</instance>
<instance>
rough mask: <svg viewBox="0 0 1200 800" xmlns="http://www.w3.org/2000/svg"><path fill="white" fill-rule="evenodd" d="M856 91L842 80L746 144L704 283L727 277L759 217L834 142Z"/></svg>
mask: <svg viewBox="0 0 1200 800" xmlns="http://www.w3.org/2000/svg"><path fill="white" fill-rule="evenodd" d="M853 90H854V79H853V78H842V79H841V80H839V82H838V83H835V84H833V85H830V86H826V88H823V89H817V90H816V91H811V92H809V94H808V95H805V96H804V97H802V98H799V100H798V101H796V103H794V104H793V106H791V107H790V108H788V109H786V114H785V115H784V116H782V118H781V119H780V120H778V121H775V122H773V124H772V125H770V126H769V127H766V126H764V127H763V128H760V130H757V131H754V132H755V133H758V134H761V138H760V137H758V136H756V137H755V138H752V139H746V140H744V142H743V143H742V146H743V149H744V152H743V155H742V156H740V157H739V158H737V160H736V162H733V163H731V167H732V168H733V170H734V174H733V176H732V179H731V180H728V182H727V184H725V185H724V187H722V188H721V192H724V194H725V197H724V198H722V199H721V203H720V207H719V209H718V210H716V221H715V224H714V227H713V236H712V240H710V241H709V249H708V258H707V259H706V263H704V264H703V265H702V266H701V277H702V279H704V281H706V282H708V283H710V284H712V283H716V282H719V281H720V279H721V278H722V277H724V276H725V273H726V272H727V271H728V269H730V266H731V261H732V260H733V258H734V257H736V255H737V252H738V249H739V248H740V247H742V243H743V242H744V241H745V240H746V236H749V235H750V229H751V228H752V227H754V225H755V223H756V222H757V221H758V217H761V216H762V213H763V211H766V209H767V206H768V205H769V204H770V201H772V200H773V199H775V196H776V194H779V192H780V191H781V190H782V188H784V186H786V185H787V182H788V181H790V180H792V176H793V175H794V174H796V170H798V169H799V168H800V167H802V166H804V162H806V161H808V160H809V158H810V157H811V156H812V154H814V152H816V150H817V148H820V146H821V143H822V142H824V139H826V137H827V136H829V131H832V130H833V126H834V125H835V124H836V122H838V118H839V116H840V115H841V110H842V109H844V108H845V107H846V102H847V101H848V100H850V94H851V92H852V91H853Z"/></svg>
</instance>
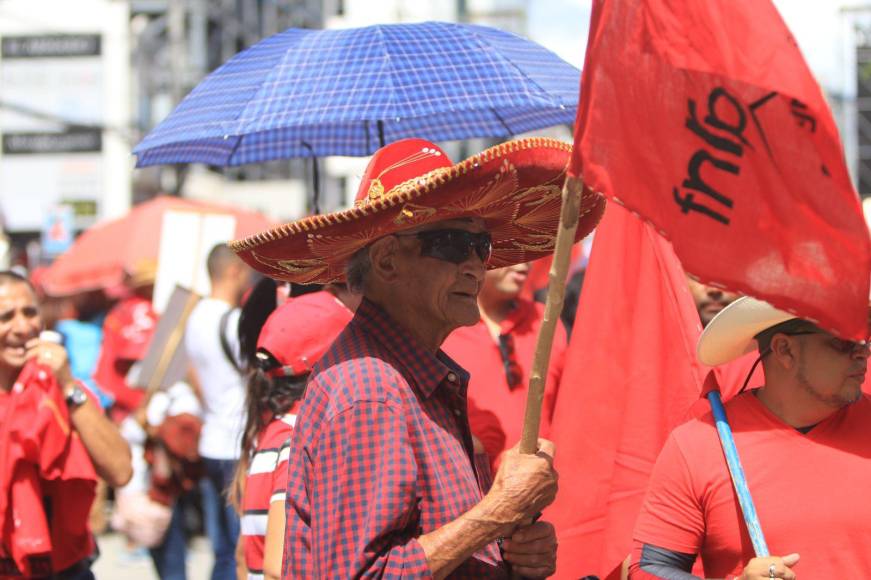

= PROBLEM =
Rewrite the lines of the listing with "rough mask" switched to "coarse mask" and nothing else changed. Leave the pictures out of your answer.

= WRITTEN SOLUTION =
</instance>
<instance>
coarse mask: <svg viewBox="0 0 1200 800" xmlns="http://www.w3.org/2000/svg"><path fill="white" fill-rule="evenodd" d="M856 91L842 80L746 144L704 283L727 277L759 217L834 142Z"/></svg>
mask: <svg viewBox="0 0 1200 800" xmlns="http://www.w3.org/2000/svg"><path fill="white" fill-rule="evenodd" d="M853 90H854V79H853V78H842V79H841V80H839V82H838V83H835V84H833V85H830V86H826V88H823V89H817V90H816V91H811V92H809V94H808V95H805V96H804V97H802V98H799V100H798V101H796V103H794V104H793V106H791V107H790V108H788V109H786V114H785V115H784V116H782V118H781V119H780V120H778V121H775V122H773V124H772V125H770V126H769V127H766V126H764V127H763V128H760V130H757V131H754V132H755V133H758V134H761V138H760V137H758V136H756V137H755V138H752V139H746V140H744V142H743V143H742V146H743V149H744V152H743V155H742V156H740V157H739V158H737V160H736V162H733V163H731V167H732V168H733V170H734V174H733V176H732V179H731V180H728V182H727V184H725V185H724V187H722V188H721V192H724V194H725V197H724V198H722V199H721V203H720V207H719V209H718V210H716V221H715V224H714V227H713V236H712V240H710V241H709V249H708V258H707V259H706V263H704V264H703V265H702V266H701V277H702V279H704V281H706V282H708V283H710V284H712V283H716V282H719V281H720V279H721V278H722V277H724V276H725V273H726V272H727V271H728V269H730V266H731V261H732V260H733V258H734V257H736V255H737V252H738V249H739V248H740V247H742V243H743V242H744V241H745V240H746V236H749V235H750V229H751V228H752V227H754V225H755V223H756V222H757V221H758V217H761V216H762V213H763V211H766V209H767V206H768V205H769V204H770V201H772V200H773V199H775V196H776V194H779V192H780V191H781V190H782V188H784V186H786V185H787V182H788V181H790V180H792V176H793V175H794V174H796V170H798V169H799V168H800V167H802V166H804V162H806V161H808V160H809V158H810V157H811V156H812V154H814V152H816V150H817V148H820V146H821V143H822V142H824V139H826V137H827V136H829V131H832V130H833V126H834V125H835V124H836V122H838V118H839V116H840V115H841V110H842V109H844V108H845V107H846V102H847V101H848V100H850V94H851V92H852V91H853Z"/></svg>
</instance>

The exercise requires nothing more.